===== Excerpt provided
I am no Republican. The comparison is downright insulting.
Means testing is far more than that. It's entire divisions of agencies and reams of paper checking to make sure you qualify as poor enough.
The IRS referencing your tax return is not means testing in any way, shape, or form like it's happening right now. The money simply goes out to everyone and taxes are adjusted. There's no forms, no sworn statements, no civil servant trying to figure out if your second car counts or not. That is all skipped.
I still don't see how literally looking at how much money you earned to determine your UBI benefit isn't means testing, but it's not really central to my point. Yes, the IRS could plausibly do this, but where is the money actually coming from?
These experiments are always small groups within a much larger economic system and the money comes from that larger system. It seems obvious to me that the recipients in such an experiment will thrive more. And even if it wasn't, there have been a number of these experiments around the world and they all proved people thrived more already anyway.
What's not obvious to me is what replaces the larger system if UBI becomes the system. Can UBI be a self-sustained system?
Okay let's come at this from another angle.
If you apply for benefits you have to fill out the form attesting you need help. You need to talk to a civil servant to have that need verified. Then you need to fill out more forms declaring your assets. You will also need to do this semi regularly. And you will need to do this for each benefit program you apply for.
==========
**Required work**
**1.** According to the UBI discussion, how often must people applying for benefits declare their assets?
**2.** Carry on the UBI discussion from its final sentence.
===== Data excerpts
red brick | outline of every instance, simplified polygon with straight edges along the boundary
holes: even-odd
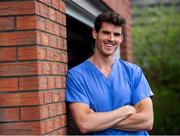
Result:
[[[18,122],[0,124],[1,135],[39,135],[40,122]]]
[[[48,18],[48,6],[39,3],[39,13],[41,16]]]
[[[46,133],[53,131],[54,123],[53,118],[46,120]]]
[[[56,104],[49,104],[48,105],[48,111],[49,111],[49,117],[53,117],[57,115],[57,111],[56,111]]]
[[[62,77],[62,88],[66,88],[66,77]]]
[[[53,0],[52,7],[59,10],[59,0]]]
[[[50,46],[50,47],[57,47],[56,36],[50,35],[50,38],[49,38],[49,46]]]
[[[55,12],[55,17],[56,17],[56,22],[58,22],[59,24],[62,24],[62,19],[63,19],[63,16],[62,16],[62,13],[60,13],[59,11],[56,11]]]
[[[58,103],[56,109],[57,109],[57,115],[66,113],[65,103],[64,102]]]
[[[54,74],[54,75],[59,74],[58,63],[56,63],[56,62],[51,63],[51,74]]]
[[[40,107],[40,114],[41,114],[41,118],[45,119],[49,117],[49,113],[48,113],[48,105],[43,105]]]
[[[0,95],[0,106],[27,106],[43,104],[39,92],[11,93]]]
[[[52,92],[51,91],[45,91],[44,92],[44,103],[51,103],[52,102]]]
[[[57,37],[57,48],[67,50],[66,40],[64,38]]]
[[[56,20],[55,10],[52,8],[49,8],[49,18],[53,21]]]
[[[56,87],[56,81],[54,77],[48,77],[48,89],[54,89]]]
[[[60,128],[60,119],[59,117],[55,117],[54,120],[53,120],[53,123],[54,123],[54,130]]]
[[[54,23],[54,24],[53,24],[53,31],[54,31],[54,34],[55,34],[55,35],[60,36],[60,25]]]
[[[37,29],[45,30],[45,19],[40,16],[37,17]]]
[[[62,24],[66,26],[66,15],[62,14]]]
[[[19,60],[34,60],[37,59],[37,47],[19,47]]]
[[[59,101],[59,91],[53,91],[53,102]]]
[[[46,32],[53,33],[53,22],[50,20],[45,21],[45,30]]]
[[[61,61],[66,63],[68,62],[67,52],[61,54]]]
[[[0,92],[17,91],[17,78],[0,78]]]
[[[35,31],[0,33],[0,46],[16,46],[36,43]]]
[[[44,4],[51,6],[51,0],[39,0],[39,1],[43,2]]]
[[[0,109],[0,121],[18,121],[19,108]]]
[[[61,76],[55,77],[55,81],[56,81],[56,88],[62,88],[62,77]]]
[[[19,47],[19,60],[37,60],[46,59],[46,49],[42,47]]]
[[[49,135],[67,135],[68,134],[67,132],[68,132],[68,128],[64,127],[49,133]]]
[[[54,49],[47,49],[47,60],[54,60]]]
[[[35,13],[34,1],[1,2],[0,15],[25,15]]]
[[[43,74],[51,73],[51,63],[50,62],[42,62],[43,63]]]
[[[67,40],[62,38],[61,41],[63,42],[63,49],[67,50]]]
[[[16,48],[0,48],[0,61],[16,60]]]
[[[36,107],[21,107],[21,120],[39,120],[40,108]]]
[[[1,76],[37,75],[37,62],[0,64]]]
[[[61,122],[61,127],[67,126],[67,116],[61,115],[60,116],[60,122]]]
[[[63,1],[59,1],[59,10],[65,13],[65,3]]]
[[[13,30],[15,29],[14,17],[1,17],[0,30]]]
[[[46,33],[41,33],[41,44],[42,45],[45,45],[45,46],[48,46],[49,45],[49,34],[46,34]]]
[[[19,89],[20,90],[47,89],[47,78],[46,77],[22,77],[19,79]]]
[[[61,31],[61,36],[63,37],[63,38],[66,38],[67,36],[67,34],[66,34],[66,27],[64,27],[64,26],[61,26],[60,27],[60,31]]]
[[[36,29],[36,16],[17,17],[16,28],[17,30]]]
[[[63,89],[63,90],[61,90],[60,92],[59,92],[59,98],[60,98],[60,101],[64,101],[65,100],[65,90]]]
[[[66,64],[59,63],[58,65],[59,65],[59,71],[58,71],[59,74],[65,75],[65,73],[66,73],[66,71],[65,71],[65,66],[66,66]]]
[[[56,50],[55,52],[54,52],[54,60],[55,61],[61,61],[61,51],[59,51],[59,50]]]

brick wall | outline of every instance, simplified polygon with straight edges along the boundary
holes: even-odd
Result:
[[[130,0],[103,0],[103,2],[112,10],[118,12],[126,19],[125,39],[121,45],[121,57],[124,60],[133,61],[132,39],[131,39],[131,1]]]
[[[65,5],[0,2],[0,134],[66,134]]]

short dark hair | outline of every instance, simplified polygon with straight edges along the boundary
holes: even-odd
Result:
[[[116,13],[115,11],[108,11],[99,14],[94,21],[94,28],[96,32],[99,32],[103,22],[111,23],[116,26],[123,26],[126,21],[120,16],[120,14]]]

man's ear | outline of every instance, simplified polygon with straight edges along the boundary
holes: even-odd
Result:
[[[97,38],[97,32],[96,32],[95,28],[93,28],[93,30],[92,30],[92,36],[94,39]]]

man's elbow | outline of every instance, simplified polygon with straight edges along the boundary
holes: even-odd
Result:
[[[91,132],[91,127],[87,124],[87,123],[80,123],[78,125],[78,128],[79,128],[79,131],[82,133],[82,134],[86,134],[88,132]]]
[[[147,131],[151,131],[153,129],[153,120],[148,120],[144,126]]]

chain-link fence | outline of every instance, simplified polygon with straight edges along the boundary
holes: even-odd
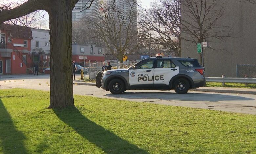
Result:
[[[237,64],[236,72],[237,78],[256,78],[256,65]]]
[[[136,61],[118,62],[117,67],[118,69],[127,69],[138,62]]]
[[[136,61],[117,61],[116,63],[111,63],[112,69],[127,69],[134,65],[138,62]],[[88,73],[85,74],[85,78],[90,79],[95,79],[98,72],[101,71],[103,66],[103,62],[95,62],[86,63],[85,68],[88,69]],[[107,63],[106,62],[106,65]]]

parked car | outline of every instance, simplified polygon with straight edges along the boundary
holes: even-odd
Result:
[[[76,66],[76,67],[77,67],[76,72],[76,73],[77,73],[81,74],[81,70],[82,69],[83,70],[84,73],[85,74],[87,74],[89,72],[89,70],[88,68],[85,68],[79,65],[76,64],[75,65]]]
[[[101,72],[96,77],[97,87],[120,94],[126,90],[174,89],[185,94],[190,89],[205,85],[204,68],[197,59],[163,57],[144,59],[126,69]]]

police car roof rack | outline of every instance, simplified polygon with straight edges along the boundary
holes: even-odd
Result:
[[[156,55],[156,58],[162,58],[162,57],[163,56],[161,53],[158,53]]]

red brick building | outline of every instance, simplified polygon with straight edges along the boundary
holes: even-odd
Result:
[[[0,24],[0,73],[25,74],[33,65],[30,54],[33,37],[30,28]]]

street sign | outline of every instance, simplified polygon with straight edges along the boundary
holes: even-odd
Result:
[[[87,57],[86,56],[79,56],[79,59],[87,59]]]
[[[126,60],[127,60],[127,59],[128,59],[128,57],[127,57],[127,56],[123,56],[123,61],[124,62],[124,61],[125,61]]]
[[[201,53],[201,43],[199,43],[197,44],[197,48],[198,53]]]
[[[207,42],[203,42],[202,43],[202,44],[203,44],[203,47],[207,47]]]

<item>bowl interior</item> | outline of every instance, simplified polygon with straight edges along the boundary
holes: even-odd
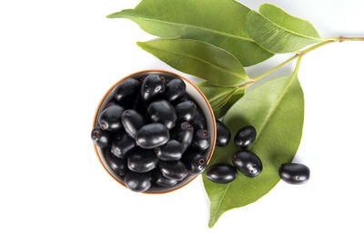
==========
**Answer list**
**1.** Semi regularly, and again for each benefit program they apply for.

**2.**
Now multiply that by about 30 million applications/check-ups a year, per program. That's where the money comes from. That entire apparatus is no longer needed and the annual funds from that will actually be enough to run a UBI program. Then on the taxes end you can recoup about a 1/4 of the money sent out so that can be reinvested into the program.
As I said earlier the math has been checked. It works. We wouldn't need to fund any extra money than we already do.
So it's paid for by the savings from not having all that inefficient wasteful overhead of the modern welfare state. That's the grand plan?
OK, where can I find this math you speak of?
You can do a rough summation of it yourself. We spend about 1.2 trillion dollars a year on various forms of welfare. There's about 260 million adults in the US. That comes out to somewhere around 400 dollars a month. Now the neat part starts.
Say we set a goal to recoup half of the total using higher taxes on higher income brackets. Nothing horrible, no more than the extra 500 they got and certainly didn't need. That means we got 600 billion back. If we continue the program we can do so with 1.8 trillion instead of 1.2 trillion. Because we still allocate the yearly 1.2 trillion dollars. So the benefit in year 2 is 600 dollars.
In this way we could easily expand the program up to about 750 dollars a month over 5 years. After that the annual half back begins to approach the annual funding amount. Which means the program stabilizes around 2.4 trillion in rotation. 1.2 from the government and 1.2 in taxing back the top half.
Incidentally this is also why it's not an inflationary measure in the traditional sense, it's not creating money. It's just moving it in a novel way.
Unfortunately, if you want something more substantial you're going to have to wade into academic papers.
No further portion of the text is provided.